Return the entries in full, exactly as they were written.

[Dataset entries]
※
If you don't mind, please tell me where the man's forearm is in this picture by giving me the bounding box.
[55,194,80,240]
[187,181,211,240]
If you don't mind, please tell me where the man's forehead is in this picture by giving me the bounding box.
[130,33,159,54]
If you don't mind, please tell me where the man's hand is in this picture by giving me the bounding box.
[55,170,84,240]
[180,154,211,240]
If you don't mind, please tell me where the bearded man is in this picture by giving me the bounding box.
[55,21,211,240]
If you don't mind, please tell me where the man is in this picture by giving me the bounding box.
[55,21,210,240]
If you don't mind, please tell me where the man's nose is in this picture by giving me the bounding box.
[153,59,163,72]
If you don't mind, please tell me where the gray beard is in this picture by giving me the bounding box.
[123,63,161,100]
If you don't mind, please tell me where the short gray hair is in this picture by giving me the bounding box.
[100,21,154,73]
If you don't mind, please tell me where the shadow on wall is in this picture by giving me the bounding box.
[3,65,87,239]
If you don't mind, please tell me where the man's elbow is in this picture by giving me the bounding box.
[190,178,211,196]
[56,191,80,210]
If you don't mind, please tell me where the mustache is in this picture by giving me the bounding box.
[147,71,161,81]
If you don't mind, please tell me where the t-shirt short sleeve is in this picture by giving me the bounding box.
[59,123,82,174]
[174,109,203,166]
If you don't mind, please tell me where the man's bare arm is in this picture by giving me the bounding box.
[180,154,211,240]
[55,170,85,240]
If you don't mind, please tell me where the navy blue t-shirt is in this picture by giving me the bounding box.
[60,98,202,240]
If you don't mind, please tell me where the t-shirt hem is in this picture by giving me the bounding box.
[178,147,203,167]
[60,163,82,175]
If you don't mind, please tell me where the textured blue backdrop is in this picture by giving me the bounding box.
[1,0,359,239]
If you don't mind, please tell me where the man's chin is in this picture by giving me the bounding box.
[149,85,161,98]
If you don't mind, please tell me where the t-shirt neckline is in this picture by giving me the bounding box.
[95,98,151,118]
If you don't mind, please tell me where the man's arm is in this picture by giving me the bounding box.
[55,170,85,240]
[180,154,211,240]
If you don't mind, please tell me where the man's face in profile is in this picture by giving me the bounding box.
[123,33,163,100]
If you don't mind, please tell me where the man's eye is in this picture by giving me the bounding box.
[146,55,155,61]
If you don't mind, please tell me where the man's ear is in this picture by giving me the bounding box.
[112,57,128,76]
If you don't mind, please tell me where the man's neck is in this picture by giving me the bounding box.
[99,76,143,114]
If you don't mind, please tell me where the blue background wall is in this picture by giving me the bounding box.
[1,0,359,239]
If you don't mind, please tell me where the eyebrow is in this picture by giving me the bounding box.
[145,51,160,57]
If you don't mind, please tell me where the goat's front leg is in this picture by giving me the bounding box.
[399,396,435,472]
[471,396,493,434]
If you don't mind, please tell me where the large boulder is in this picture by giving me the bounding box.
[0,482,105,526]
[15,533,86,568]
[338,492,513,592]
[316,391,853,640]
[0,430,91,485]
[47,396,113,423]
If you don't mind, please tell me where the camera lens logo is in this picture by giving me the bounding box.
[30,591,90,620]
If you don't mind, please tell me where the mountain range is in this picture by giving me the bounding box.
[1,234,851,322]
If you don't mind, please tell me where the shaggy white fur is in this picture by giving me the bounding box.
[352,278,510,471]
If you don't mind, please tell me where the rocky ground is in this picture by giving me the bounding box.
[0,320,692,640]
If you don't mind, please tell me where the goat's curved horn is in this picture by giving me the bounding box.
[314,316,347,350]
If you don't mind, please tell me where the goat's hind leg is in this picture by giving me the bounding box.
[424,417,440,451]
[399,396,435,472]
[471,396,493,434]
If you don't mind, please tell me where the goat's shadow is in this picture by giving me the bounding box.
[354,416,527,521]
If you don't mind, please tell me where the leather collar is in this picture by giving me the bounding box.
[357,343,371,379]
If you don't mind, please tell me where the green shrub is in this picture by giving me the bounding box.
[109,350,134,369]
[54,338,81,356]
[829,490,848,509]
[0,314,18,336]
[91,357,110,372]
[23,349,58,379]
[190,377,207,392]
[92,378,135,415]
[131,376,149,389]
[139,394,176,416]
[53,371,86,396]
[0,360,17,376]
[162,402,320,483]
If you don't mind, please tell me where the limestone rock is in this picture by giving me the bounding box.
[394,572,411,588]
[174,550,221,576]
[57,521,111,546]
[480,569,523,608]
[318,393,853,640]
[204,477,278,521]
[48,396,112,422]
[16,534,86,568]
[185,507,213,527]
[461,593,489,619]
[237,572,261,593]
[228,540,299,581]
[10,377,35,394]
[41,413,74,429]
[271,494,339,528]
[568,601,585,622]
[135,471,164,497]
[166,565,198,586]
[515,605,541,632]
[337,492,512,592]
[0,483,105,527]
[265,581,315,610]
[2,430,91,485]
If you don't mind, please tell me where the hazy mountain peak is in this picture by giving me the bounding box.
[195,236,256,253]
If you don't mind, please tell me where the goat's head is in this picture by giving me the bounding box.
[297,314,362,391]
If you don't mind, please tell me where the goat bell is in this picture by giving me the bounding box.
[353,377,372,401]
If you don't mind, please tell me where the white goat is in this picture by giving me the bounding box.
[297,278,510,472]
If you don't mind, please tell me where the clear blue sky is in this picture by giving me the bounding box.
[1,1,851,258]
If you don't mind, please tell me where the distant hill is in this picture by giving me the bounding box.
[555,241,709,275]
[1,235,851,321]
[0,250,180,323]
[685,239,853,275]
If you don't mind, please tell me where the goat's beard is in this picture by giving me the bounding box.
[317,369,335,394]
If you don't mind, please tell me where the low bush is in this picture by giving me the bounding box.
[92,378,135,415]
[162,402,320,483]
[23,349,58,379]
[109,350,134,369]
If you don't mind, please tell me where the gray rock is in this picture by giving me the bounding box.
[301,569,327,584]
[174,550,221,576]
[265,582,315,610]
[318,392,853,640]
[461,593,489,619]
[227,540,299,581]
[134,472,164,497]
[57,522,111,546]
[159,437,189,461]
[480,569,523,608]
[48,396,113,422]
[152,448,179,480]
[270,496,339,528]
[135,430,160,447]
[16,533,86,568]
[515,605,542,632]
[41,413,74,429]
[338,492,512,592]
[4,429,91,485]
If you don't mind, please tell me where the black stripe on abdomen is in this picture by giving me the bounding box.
※
- **Solution to the problem**:
If you don't mind, please tell me where the man's forearm is in this picture by giving me the bounding box.
[55,194,80,240]
[187,181,211,240]
If you don't mind, please tell me where the man's forehead is in this picture by giving me the bounding box.
[130,33,159,54]
If you don't mind, please tell me where the man's hand is in this picture by giving me the bounding box.
[55,170,84,240]
[180,154,211,240]
If you don't mind, please tell me where the bearded man is in this picture by giving me the bounding box.
[55,21,211,240]
If you don't mind, please tell me where the man is in this picture by giving me the bounding box.
[55,21,210,240]
If you don't mind, please tell me where the man's nose is in this picture by giving me the bounding box.
[153,59,163,72]
If you don't mind, please tell me where the gray beard is in this picture by giving me the bounding box.
[123,63,161,100]
If you don't mind, please tell me where the short gray hair is in this picture by giving me the bounding box.
[100,21,154,73]
If you don't mind, please tell me where the shadow on wall is in this picture by giving me the bounding box.
[3,65,87,239]
If you don't mind, please tell me where the man's elbow is in this picture by giving me the bounding box.
[190,178,211,196]
[56,191,80,210]
If you don't mind, please tell me where the mustache is in this picture by giving me the bounding box.
[147,71,161,81]
If you don't mind, please tell me where the t-shirt short sleeve is in this picture by giving me the bounding box.
[59,123,82,174]
[174,109,203,166]
If you don't mind, please tell me where the man's bare arm is in this picture by giving me the bounding box.
[180,154,211,240]
[55,170,85,240]
If you don't mind, please tell me where the navy blue t-shirt is in this picture by giving me the bounding box.
[60,98,202,240]
If you don't mind, please tell me where the t-shirt hem is in this picture by giving me the bounding box.
[178,147,203,167]
[60,163,82,175]
If you don't mind, please tell me where the textured blue backdrop is in this picture by giving me the bounding box.
[1,0,359,239]
If you don't mind, please tell me where the man's chin is in this picture by giving me the bounding box.
[149,85,161,98]
If you don't mind, please tell me where the t-shirt neckline is in this picture by giving me the bounding box.
[95,98,151,118]
If you don't mind, please tell me where the man's arm is in this picture by giving me the bounding box.
[55,170,85,240]
[180,154,211,240]
If you don't mind, please tell me where the man's face in profile is in this picture by giving me the bounding box.
[123,33,163,100]
If you don't mind, please tell me where the man's eye is in this picture by giving me the bounding box.
[146,55,155,61]
If you don't mind, please tell me where the man's ear is in this picture by giving me the bounding box.
[112,57,128,76]
If you don't mind, please tell me where the man's neck is in this picture by giving me the bounding box.
[99,76,143,114]
If you don't mind, please tell me where the blue background wall is in this picture by giving me the bounding box.
[1,0,359,239]
If you don't mind, please tell me where the eyebrow is in this picture by giving me the bounding box.
[145,51,160,57]
If you don't mind, please tell me where the goat's front leg is in this picture by giving me the bounding box.
[399,396,435,472]
[471,396,493,434]
If you don't mind, please tell me where the large boulder is in this picture by giving me the bounding box.
[0,482,105,526]
[15,533,86,568]
[338,492,513,592]
[316,391,853,640]
[0,430,91,485]
[47,396,113,423]
If you don't mind, please tell me where the camera lens logo is in this picture by giving me the bounding box.
[30,591,90,620]
If you don't mind, please tell me where the mountain range is in this picture by giving me the bounding box.
[1,234,851,322]
If you don't mind, please tell me where the shaggy white fur is in this picture by giving me the bounding box.
[352,278,510,471]
If you don't mind, please tell me where the rocky ground is in this picture by giving me the bounding box.
[0,320,692,640]
If you don't mind, please tell me where the goat's curved horn is in this picture by giving me the bounding box.
[314,316,347,350]
If you don't mind, please tell me where the goat's hind leg is in this picture by giving me the bounding box.
[424,417,440,451]
[399,396,435,472]
[471,396,493,434]
If you don't mind, please tell me where the goat's shadow is in this picture by giving me the bounding box.
[354,416,527,521]
If you don't mind, please tell me where the leather collar is in this picture by giving me the bounding box.
[357,343,371,379]
If you don't mind, please tell me where the green shrub is in this picture by giving me the bounding box.
[109,350,134,369]
[54,338,81,356]
[829,490,848,509]
[0,314,18,336]
[91,357,110,372]
[23,349,58,379]
[190,377,207,392]
[92,378,135,415]
[131,376,149,389]
[139,394,176,416]
[53,371,86,396]
[0,360,17,376]
[162,402,320,483]
If you don't mind, please tell me where the limestone rock is in this picture by giving me the bounding box.
[394,572,411,588]
[174,550,221,576]
[57,521,111,546]
[480,569,523,608]
[318,393,853,640]
[204,477,278,521]
[48,396,112,422]
[16,534,86,568]
[185,507,213,527]
[461,593,489,619]
[237,572,261,593]
[228,540,299,581]
[10,377,35,394]
[41,413,74,429]
[271,494,339,528]
[568,601,585,622]
[135,471,164,497]
[166,565,198,586]
[515,605,541,632]
[337,492,512,592]
[0,483,105,527]
[265,581,315,610]
[2,430,91,485]
If you don't mind, please tell me where the hazy mountain peak is in this picture by giving me the bounding box.
[195,236,256,253]
If you don't mind, please tell me where the goat's head is in this picture by giving me the bounding box.
[297,314,362,391]
If you don't mind, please tell me where the goat bell is in this picture by giving me the bounding box.
[353,377,372,401]
If you don't mind, please tell me where the white goat is in this picture by giving me the bounding box.
[297,278,510,472]
If you don't mind, please tell me where the clear blue sky is in this picture by giving me the bounding box.
[1,1,851,258]
If you don't mind, please tell me where the distant hill is in this picture by giving me the bounding box.
[555,241,709,275]
[1,235,851,321]
[0,250,180,323]
[685,239,853,275]
If you don't mind, please tell me where the goat's beard is in this picture by giving me the bounding box.
[317,369,335,394]
If you don't mind, please tell me where the low bush is in this picture by giving me the bounding box.
[92,378,135,415]
[162,402,320,483]
[23,349,58,379]
[109,350,134,369]
If you don't mind, please tell me where the gray rock is in this picture by giving me the bounding box.
[301,569,327,584]
[174,550,221,576]
[265,582,315,610]
[318,392,853,640]
[461,593,489,619]
[227,540,299,581]
[134,472,164,497]
[57,522,111,546]
[159,437,189,461]
[480,569,523,608]
[48,396,113,422]
[152,448,179,480]
[270,496,339,528]
[135,430,160,447]
[16,533,86,568]
[515,605,542,632]
[41,413,74,429]
[338,492,512,592]
[4,429,91,485]
If you don't mind, please tell me where the black stripe on abdomen is in this picture by giving me the bounding box.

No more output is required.